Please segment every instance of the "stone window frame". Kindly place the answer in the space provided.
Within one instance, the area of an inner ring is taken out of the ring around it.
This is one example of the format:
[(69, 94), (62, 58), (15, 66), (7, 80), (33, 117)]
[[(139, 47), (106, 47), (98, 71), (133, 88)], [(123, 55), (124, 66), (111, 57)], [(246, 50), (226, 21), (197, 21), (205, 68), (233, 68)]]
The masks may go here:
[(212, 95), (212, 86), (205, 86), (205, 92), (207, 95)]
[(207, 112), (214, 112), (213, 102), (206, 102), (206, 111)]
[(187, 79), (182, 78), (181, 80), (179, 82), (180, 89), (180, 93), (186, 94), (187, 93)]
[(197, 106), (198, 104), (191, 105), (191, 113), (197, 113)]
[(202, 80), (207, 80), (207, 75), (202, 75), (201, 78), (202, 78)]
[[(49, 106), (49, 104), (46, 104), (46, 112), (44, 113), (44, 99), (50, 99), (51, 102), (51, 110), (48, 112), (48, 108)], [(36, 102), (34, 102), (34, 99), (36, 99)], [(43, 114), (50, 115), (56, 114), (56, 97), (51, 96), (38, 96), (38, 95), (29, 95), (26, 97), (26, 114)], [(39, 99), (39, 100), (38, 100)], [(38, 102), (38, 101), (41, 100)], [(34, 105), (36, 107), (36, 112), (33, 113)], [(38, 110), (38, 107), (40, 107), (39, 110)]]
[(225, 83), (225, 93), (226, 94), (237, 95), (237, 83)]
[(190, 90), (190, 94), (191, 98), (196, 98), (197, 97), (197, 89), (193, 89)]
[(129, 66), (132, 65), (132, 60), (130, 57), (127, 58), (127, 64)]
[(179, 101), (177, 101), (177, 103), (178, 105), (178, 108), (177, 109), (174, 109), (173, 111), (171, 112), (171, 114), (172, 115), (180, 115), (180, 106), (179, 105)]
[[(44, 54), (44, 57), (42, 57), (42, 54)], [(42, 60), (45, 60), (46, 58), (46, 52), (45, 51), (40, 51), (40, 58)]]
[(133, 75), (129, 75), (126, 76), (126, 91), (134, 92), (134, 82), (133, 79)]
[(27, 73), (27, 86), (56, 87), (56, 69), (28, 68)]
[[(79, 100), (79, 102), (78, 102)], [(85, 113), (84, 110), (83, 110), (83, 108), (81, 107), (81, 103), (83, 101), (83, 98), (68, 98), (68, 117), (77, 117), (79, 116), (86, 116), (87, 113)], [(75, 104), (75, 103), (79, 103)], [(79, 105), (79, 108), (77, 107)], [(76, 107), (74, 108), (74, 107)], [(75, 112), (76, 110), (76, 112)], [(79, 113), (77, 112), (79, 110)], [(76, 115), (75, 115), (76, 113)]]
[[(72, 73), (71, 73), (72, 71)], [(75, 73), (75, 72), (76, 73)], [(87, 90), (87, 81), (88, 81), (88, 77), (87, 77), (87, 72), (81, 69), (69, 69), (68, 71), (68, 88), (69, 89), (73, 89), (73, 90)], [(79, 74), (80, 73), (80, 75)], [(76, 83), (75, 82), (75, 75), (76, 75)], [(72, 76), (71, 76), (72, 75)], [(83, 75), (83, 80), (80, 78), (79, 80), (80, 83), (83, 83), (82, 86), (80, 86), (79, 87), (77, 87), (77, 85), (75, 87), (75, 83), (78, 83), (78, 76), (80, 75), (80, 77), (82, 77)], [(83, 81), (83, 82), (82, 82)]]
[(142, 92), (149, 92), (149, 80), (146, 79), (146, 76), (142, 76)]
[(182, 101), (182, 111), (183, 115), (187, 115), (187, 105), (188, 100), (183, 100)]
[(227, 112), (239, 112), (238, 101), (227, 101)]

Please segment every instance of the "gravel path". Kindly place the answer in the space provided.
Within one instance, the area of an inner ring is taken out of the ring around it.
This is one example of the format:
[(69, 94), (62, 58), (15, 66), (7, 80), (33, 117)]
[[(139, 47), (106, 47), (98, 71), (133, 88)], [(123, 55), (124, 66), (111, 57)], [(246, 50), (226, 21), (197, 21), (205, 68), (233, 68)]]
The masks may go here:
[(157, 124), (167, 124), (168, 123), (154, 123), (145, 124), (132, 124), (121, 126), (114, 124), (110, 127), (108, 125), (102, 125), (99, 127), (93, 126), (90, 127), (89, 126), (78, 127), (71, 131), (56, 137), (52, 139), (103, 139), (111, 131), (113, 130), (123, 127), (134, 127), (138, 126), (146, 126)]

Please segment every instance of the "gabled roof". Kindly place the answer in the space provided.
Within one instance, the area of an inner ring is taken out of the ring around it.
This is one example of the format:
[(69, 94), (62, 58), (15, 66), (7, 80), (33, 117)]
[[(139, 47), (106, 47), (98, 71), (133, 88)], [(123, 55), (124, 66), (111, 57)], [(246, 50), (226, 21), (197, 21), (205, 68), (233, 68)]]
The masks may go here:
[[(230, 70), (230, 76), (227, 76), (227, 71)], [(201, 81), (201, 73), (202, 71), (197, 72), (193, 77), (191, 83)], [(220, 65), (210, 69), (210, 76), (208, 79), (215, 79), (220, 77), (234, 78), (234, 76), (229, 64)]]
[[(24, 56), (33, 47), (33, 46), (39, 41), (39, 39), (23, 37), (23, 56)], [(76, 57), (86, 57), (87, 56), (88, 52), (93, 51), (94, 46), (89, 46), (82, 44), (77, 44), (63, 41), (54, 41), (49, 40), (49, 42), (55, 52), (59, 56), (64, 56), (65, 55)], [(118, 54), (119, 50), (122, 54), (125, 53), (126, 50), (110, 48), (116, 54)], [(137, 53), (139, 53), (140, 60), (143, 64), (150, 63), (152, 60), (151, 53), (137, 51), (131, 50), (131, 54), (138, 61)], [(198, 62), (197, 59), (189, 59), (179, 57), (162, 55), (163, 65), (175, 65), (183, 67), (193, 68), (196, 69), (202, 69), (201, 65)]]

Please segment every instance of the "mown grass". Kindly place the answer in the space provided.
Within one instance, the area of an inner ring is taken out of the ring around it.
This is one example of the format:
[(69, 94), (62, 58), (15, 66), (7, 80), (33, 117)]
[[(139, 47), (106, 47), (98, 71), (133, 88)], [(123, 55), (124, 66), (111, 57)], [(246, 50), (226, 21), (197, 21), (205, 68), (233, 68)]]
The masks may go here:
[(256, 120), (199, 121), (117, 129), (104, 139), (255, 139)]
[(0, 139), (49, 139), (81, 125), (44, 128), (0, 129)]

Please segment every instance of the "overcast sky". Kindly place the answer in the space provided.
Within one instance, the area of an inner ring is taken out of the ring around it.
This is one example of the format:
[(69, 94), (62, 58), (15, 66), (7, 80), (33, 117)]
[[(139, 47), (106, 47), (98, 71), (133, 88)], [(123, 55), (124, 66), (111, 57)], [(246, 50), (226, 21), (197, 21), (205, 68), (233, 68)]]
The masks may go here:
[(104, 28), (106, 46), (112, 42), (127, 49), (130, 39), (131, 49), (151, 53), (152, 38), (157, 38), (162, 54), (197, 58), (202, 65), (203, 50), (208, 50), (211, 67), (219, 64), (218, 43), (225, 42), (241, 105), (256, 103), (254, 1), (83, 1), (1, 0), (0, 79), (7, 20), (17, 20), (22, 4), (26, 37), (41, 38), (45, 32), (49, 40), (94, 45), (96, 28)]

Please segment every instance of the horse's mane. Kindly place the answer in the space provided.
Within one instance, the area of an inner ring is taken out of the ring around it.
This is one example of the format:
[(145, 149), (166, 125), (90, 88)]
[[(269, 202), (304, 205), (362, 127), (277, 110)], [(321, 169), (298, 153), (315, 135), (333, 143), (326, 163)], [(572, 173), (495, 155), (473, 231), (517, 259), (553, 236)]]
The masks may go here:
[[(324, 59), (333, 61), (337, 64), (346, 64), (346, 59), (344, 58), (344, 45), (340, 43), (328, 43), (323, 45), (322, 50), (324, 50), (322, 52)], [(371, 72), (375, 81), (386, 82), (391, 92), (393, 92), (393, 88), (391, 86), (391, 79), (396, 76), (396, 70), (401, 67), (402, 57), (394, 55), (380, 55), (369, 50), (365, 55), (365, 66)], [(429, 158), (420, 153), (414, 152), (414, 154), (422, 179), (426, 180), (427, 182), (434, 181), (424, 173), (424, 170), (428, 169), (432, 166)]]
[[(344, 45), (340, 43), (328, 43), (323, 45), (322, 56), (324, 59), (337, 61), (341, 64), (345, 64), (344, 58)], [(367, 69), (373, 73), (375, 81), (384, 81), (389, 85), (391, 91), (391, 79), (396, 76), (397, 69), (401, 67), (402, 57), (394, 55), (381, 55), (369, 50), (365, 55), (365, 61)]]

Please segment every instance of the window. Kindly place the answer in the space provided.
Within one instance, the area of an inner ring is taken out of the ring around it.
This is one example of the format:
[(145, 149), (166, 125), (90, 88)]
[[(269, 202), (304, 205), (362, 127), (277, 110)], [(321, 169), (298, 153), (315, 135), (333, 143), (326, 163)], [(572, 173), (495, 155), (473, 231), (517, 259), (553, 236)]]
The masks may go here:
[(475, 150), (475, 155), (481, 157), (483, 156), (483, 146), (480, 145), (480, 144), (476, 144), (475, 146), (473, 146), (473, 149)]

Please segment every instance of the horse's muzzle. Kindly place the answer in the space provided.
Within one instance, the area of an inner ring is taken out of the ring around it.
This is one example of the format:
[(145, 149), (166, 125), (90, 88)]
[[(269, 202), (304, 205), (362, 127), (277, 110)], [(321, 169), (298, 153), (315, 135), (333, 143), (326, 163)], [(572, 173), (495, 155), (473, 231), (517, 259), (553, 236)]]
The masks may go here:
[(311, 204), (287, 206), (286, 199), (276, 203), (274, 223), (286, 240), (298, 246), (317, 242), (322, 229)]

▶ _Instructions to follow_
Print exactly the lines above, starting at the line that contains "Please segment every instance of the window." and ending with the last line of the records, both included.

▶ _Worked solution_
Please segment every instance of the window. Kindly place the answer in the space provided.
Within one instance, the area of an inner ring is taken out of the ring around it.
This is one example of the format:
[(145, 149), (166, 125), (90, 88)]
[[(269, 202), (304, 205), (362, 127), (277, 110)], [(321, 169), (298, 153), (315, 135), (333, 143), (326, 163)], [(572, 173), (495, 155), (473, 231), (517, 259), (553, 236)]]
The masks may go here:
[(475, 150), (475, 155), (481, 157), (483, 156), (483, 146), (480, 145), (480, 144), (476, 144), (475, 146), (473, 146), (473, 149)]

Please segment every instance of the horse's muzzle. Kindly place the answer in the space provided.
Within one instance, the area of an inner ring is taken out of the ring around it.
This is one example of the format:
[(145, 149), (166, 125), (90, 88)]
[[(269, 202), (304, 205), (362, 127), (277, 110)], [(321, 169), (298, 153), (315, 135), (333, 143), (326, 163)], [(572, 173), (495, 155), (473, 231), (517, 259), (553, 236)]]
The masks may go here:
[(311, 204), (287, 206), (286, 199), (276, 203), (274, 223), (286, 240), (298, 246), (317, 242), (322, 229)]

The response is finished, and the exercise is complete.